> Provided data:
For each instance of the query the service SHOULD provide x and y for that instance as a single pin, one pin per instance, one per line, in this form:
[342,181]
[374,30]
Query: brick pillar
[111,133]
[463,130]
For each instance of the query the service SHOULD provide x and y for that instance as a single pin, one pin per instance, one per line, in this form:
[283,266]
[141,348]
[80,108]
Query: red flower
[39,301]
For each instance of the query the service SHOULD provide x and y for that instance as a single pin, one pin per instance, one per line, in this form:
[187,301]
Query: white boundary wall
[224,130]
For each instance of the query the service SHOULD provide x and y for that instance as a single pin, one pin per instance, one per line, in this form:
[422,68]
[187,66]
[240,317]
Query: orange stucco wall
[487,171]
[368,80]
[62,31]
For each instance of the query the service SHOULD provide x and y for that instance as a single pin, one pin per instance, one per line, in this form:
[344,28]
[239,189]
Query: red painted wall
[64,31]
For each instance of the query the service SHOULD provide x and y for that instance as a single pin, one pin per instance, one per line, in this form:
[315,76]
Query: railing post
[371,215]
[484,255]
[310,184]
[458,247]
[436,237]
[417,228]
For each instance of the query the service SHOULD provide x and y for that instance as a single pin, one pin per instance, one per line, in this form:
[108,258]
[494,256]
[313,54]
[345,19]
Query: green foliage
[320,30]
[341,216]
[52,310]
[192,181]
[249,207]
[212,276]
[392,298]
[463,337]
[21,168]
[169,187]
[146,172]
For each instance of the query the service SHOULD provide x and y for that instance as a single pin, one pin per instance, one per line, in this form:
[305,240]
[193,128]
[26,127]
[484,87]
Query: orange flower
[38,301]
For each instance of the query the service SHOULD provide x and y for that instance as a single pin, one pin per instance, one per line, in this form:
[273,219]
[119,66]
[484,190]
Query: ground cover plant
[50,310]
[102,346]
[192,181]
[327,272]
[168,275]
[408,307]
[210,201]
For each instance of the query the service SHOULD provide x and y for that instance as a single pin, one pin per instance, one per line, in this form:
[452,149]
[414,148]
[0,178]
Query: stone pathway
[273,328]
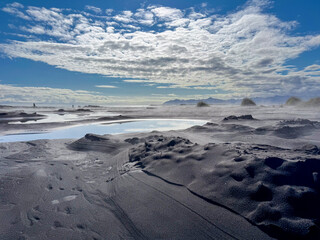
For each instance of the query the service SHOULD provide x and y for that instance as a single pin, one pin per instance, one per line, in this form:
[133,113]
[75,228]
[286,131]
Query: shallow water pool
[105,128]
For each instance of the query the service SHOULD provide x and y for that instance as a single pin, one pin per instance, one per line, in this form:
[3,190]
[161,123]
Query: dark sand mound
[274,188]
[313,102]
[235,118]
[19,115]
[295,128]
[293,101]
[248,102]
[202,104]
[94,142]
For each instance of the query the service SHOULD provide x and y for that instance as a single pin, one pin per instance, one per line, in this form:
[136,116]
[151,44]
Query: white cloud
[109,11]
[244,52]
[45,95]
[13,9]
[105,86]
[93,9]
[167,13]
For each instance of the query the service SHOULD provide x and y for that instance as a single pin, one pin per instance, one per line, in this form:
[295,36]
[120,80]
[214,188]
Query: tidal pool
[105,128]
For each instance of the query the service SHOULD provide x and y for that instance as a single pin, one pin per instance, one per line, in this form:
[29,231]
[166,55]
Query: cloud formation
[241,53]
[10,94]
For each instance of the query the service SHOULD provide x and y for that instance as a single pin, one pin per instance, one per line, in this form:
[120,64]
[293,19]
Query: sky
[147,52]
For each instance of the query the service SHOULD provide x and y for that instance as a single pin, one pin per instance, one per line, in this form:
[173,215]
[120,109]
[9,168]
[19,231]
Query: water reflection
[114,128]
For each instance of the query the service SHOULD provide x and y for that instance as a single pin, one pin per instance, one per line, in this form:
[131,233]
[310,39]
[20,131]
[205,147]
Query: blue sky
[132,51]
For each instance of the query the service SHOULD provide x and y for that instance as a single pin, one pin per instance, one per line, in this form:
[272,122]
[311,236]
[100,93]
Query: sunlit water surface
[114,128]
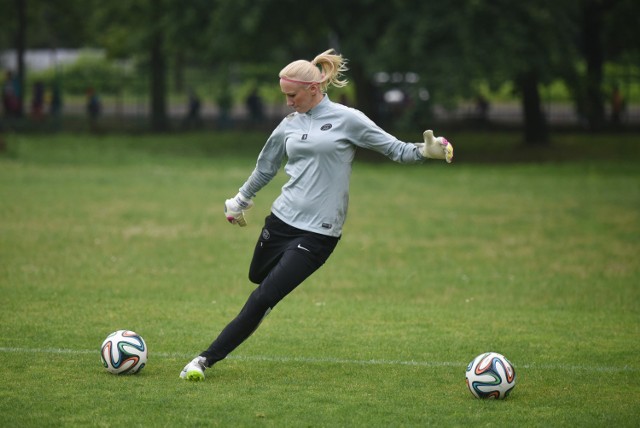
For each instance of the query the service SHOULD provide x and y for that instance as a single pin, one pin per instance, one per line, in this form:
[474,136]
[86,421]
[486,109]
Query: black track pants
[284,257]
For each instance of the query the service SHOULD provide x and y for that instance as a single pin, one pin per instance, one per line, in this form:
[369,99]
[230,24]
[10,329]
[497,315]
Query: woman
[319,141]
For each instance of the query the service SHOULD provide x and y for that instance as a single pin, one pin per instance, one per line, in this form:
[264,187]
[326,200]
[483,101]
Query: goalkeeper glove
[436,148]
[235,207]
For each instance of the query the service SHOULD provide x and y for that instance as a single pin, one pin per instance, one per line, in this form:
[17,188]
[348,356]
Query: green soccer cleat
[194,371]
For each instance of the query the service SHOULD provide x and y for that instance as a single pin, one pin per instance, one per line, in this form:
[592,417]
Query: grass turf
[438,263]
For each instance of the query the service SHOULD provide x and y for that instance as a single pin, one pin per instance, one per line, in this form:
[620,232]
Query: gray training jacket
[320,146]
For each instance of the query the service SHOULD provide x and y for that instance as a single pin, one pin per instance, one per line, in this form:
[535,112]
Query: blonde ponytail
[326,70]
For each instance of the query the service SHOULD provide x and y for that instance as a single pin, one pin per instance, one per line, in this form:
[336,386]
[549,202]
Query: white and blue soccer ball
[491,375]
[124,352]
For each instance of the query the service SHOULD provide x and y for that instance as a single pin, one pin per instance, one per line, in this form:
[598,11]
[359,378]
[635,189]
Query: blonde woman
[318,141]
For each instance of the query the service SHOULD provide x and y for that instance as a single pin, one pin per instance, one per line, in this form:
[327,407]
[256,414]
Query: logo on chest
[325,127]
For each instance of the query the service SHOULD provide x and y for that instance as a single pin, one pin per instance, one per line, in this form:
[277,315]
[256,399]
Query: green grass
[535,259]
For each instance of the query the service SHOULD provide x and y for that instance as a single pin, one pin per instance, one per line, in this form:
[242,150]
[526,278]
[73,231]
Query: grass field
[538,260]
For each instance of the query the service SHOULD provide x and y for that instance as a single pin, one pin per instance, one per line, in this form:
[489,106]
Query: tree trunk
[536,132]
[21,37]
[594,57]
[158,75]
[365,93]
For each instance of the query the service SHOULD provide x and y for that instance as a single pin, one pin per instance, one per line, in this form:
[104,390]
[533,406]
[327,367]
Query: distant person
[55,104]
[617,105]
[10,96]
[318,140]
[37,101]
[225,103]
[255,107]
[94,108]
[482,108]
[193,119]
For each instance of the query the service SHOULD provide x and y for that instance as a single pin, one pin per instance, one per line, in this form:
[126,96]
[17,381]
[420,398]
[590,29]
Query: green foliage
[91,69]
[537,260]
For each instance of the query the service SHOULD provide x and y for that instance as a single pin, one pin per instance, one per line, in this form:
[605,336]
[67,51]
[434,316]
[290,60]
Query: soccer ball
[490,375]
[123,351]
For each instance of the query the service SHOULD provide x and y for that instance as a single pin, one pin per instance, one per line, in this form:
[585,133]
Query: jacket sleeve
[368,135]
[268,164]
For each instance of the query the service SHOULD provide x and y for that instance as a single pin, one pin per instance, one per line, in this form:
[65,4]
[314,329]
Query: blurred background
[178,65]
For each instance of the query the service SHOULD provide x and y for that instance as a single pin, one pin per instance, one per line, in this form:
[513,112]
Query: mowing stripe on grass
[533,366]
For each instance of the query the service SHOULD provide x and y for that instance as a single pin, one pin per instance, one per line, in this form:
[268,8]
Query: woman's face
[301,97]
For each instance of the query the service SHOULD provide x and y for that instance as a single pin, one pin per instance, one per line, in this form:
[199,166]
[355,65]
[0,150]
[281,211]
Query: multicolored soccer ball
[491,375]
[124,352]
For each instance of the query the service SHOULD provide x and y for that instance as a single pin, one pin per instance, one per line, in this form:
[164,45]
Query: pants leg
[299,256]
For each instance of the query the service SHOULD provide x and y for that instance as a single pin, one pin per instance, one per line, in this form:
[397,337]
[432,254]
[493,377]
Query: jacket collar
[321,107]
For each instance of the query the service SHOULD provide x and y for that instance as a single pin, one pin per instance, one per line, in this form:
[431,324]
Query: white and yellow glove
[235,207]
[436,147]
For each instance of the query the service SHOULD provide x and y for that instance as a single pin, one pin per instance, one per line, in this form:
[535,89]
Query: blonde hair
[326,70]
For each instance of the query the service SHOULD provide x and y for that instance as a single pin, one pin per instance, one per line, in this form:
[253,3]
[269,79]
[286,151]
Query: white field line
[328,360]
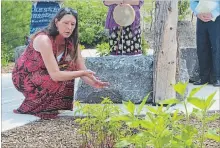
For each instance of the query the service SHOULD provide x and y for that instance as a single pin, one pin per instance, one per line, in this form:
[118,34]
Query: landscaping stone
[130,78]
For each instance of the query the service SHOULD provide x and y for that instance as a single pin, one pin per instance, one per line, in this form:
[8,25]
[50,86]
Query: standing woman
[45,72]
[131,42]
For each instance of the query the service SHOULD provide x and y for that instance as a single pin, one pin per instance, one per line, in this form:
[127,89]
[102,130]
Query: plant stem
[203,128]
[187,115]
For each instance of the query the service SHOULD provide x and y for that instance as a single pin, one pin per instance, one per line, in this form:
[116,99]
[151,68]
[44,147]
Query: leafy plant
[94,127]
[157,128]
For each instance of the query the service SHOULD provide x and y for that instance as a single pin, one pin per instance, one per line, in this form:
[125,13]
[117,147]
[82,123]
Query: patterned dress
[43,96]
[123,41]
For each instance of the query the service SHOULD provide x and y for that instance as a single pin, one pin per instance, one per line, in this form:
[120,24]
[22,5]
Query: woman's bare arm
[90,80]
[131,2]
[43,44]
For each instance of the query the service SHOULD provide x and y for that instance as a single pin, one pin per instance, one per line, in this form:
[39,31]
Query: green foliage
[157,128]
[95,128]
[144,44]
[15,26]
[183,7]
[103,49]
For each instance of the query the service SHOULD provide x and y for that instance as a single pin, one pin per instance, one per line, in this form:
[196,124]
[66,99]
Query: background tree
[165,49]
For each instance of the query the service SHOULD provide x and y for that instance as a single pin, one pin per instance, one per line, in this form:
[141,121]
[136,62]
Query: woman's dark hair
[52,29]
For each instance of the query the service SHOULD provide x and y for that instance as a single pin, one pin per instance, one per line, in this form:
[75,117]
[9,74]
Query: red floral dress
[43,96]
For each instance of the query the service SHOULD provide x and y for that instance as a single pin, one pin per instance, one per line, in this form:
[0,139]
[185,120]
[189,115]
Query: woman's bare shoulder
[42,41]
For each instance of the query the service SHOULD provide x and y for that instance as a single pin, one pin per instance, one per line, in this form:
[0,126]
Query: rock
[187,34]
[18,51]
[130,78]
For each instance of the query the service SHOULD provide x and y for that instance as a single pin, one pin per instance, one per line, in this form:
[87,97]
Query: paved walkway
[11,99]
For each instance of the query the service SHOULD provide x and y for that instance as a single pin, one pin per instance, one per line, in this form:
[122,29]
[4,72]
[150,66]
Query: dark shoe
[201,82]
[216,83]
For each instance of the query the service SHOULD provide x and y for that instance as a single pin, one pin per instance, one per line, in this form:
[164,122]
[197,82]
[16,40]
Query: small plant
[103,49]
[105,125]
[82,47]
[144,44]
[96,131]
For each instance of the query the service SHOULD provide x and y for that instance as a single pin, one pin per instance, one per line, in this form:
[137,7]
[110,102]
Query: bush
[103,49]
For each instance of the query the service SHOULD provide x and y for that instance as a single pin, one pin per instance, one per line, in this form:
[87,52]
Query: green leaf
[152,109]
[213,135]
[123,143]
[195,90]
[119,118]
[170,101]
[197,102]
[197,113]
[180,88]
[142,104]
[212,117]
[209,101]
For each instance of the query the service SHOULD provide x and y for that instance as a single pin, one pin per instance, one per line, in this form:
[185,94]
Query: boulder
[130,78]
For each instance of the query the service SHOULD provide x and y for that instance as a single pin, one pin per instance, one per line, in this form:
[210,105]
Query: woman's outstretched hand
[95,82]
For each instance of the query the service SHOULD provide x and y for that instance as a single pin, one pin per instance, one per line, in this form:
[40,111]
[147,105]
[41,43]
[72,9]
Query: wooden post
[165,49]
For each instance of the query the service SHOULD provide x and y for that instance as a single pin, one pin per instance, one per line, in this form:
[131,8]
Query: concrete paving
[11,99]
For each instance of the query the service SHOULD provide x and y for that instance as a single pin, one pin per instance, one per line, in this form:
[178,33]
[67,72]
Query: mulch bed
[59,133]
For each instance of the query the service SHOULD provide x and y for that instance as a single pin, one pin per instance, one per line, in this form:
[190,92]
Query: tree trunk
[165,49]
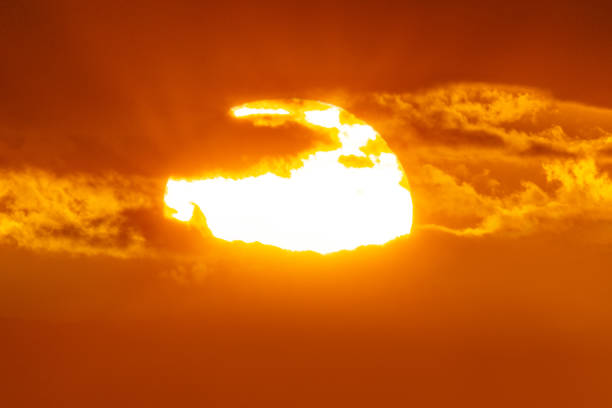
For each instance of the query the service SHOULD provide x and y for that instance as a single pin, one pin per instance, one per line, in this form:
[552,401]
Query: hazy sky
[500,114]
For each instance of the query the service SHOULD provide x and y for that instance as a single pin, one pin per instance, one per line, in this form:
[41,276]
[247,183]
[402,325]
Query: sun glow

> Set problem:
Return every line of the rows above that contains the word "background", copying each line in full.

> Correct output:
Query: blurred background
Query: background tree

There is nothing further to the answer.